▶ _Data for this task_
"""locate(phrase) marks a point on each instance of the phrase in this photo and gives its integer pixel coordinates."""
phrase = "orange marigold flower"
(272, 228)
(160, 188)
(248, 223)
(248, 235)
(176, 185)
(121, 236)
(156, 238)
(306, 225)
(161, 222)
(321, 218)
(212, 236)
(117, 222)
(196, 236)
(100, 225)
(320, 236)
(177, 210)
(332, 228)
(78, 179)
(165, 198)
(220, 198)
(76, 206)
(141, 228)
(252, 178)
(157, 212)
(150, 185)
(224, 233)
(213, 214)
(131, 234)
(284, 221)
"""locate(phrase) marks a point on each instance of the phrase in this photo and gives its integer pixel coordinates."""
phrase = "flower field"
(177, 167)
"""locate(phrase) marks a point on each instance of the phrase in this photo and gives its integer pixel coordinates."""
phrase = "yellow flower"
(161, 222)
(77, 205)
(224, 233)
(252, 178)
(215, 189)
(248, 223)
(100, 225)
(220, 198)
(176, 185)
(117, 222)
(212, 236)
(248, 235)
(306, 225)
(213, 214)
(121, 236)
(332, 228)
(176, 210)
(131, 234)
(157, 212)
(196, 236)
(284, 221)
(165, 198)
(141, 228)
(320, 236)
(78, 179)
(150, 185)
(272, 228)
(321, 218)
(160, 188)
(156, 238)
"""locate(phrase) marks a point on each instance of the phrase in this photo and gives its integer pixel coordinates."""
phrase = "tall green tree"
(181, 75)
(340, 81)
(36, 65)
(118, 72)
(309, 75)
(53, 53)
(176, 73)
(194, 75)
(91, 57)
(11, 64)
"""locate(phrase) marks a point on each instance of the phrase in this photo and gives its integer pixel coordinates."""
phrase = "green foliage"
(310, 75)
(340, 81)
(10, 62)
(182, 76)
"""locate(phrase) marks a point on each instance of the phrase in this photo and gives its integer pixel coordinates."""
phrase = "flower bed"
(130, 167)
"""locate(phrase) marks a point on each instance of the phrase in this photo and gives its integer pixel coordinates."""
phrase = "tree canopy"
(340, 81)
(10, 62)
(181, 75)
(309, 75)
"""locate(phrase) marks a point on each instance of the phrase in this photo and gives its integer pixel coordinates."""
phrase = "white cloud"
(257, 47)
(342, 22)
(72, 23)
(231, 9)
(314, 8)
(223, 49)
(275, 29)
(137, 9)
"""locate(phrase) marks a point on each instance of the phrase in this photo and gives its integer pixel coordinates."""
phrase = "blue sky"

▶ _Your instructions_
Repeat the data precisely, reproducing every entry.

▶ _Problem solution_
"""locate(phrase) marks a point on each instance of the phrase in this photo and gives its integer pixel coordinates."""
phrase = "orange marigold flower"
(272, 228)
(160, 188)
(248, 223)
(248, 235)
(176, 185)
(121, 236)
(156, 238)
(306, 225)
(161, 222)
(321, 218)
(212, 236)
(117, 222)
(196, 236)
(100, 225)
(320, 236)
(177, 210)
(332, 228)
(78, 179)
(165, 198)
(220, 198)
(76, 206)
(141, 228)
(252, 178)
(157, 212)
(150, 185)
(224, 233)
(213, 214)
(131, 234)
(284, 221)
"""locate(phrase) marks a point on each instance of the phrase in this photo and gives its integer pixel coordinates."""
phrase = "flower field"
(177, 167)
"""locate(phrase) marks a point on each instance of the phrase in this photo and gives its integer pixel coordinates."""
phrase = "yellow flower"
(161, 222)
(77, 205)
(224, 233)
(252, 178)
(215, 189)
(248, 223)
(100, 225)
(220, 198)
(176, 185)
(117, 222)
(212, 236)
(248, 235)
(306, 225)
(213, 214)
(121, 236)
(332, 228)
(176, 210)
(131, 234)
(157, 212)
(196, 236)
(284, 221)
(165, 198)
(141, 228)
(320, 236)
(78, 179)
(150, 185)
(272, 228)
(321, 218)
(160, 188)
(156, 238)
"""locate(phrase) marks a point on each instance of the phrase in this photo and gives its integer pixel coordinates."""
phrase = "tall green tree"
(181, 75)
(340, 81)
(36, 65)
(118, 72)
(309, 75)
(53, 53)
(176, 73)
(194, 75)
(91, 57)
(11, 64)
"""locate(phrase) marks a point on each instance of the phrase in this photo and gives its integer pixel coordinates."""
phrase = "green foliage"
(310, 75)
(340, 81)
(10, 62)
(182, 76)
"""locate(phrase) marks a point on each instance of the phrase in this photo and gives its integer pixel coordinates."""
phrase = "flower bed"
(130, 167)
"""locate(phrase) marks a point on each instance of the phrase in this photo and gives its integer pixel coordinates."""
phrase = "tree canopy"
(340, 81)
(10, 62)
(181, 75)
(309, 75)
"""locate(phrase) marks a point on each instance of the phrase in this photo and gives its integer pixel coordinates."""
phrase = "white cloud"
(257, 47)
(342, 22)
(72, 23)
(231, 9)
(314, 8)
(223, 49)
(275, 29)
(137, 9)
"""locate(phrase) marks a point on each instance of the phrase in this photo and gives its integer pixel coordinates."""
phrase = "blue sky"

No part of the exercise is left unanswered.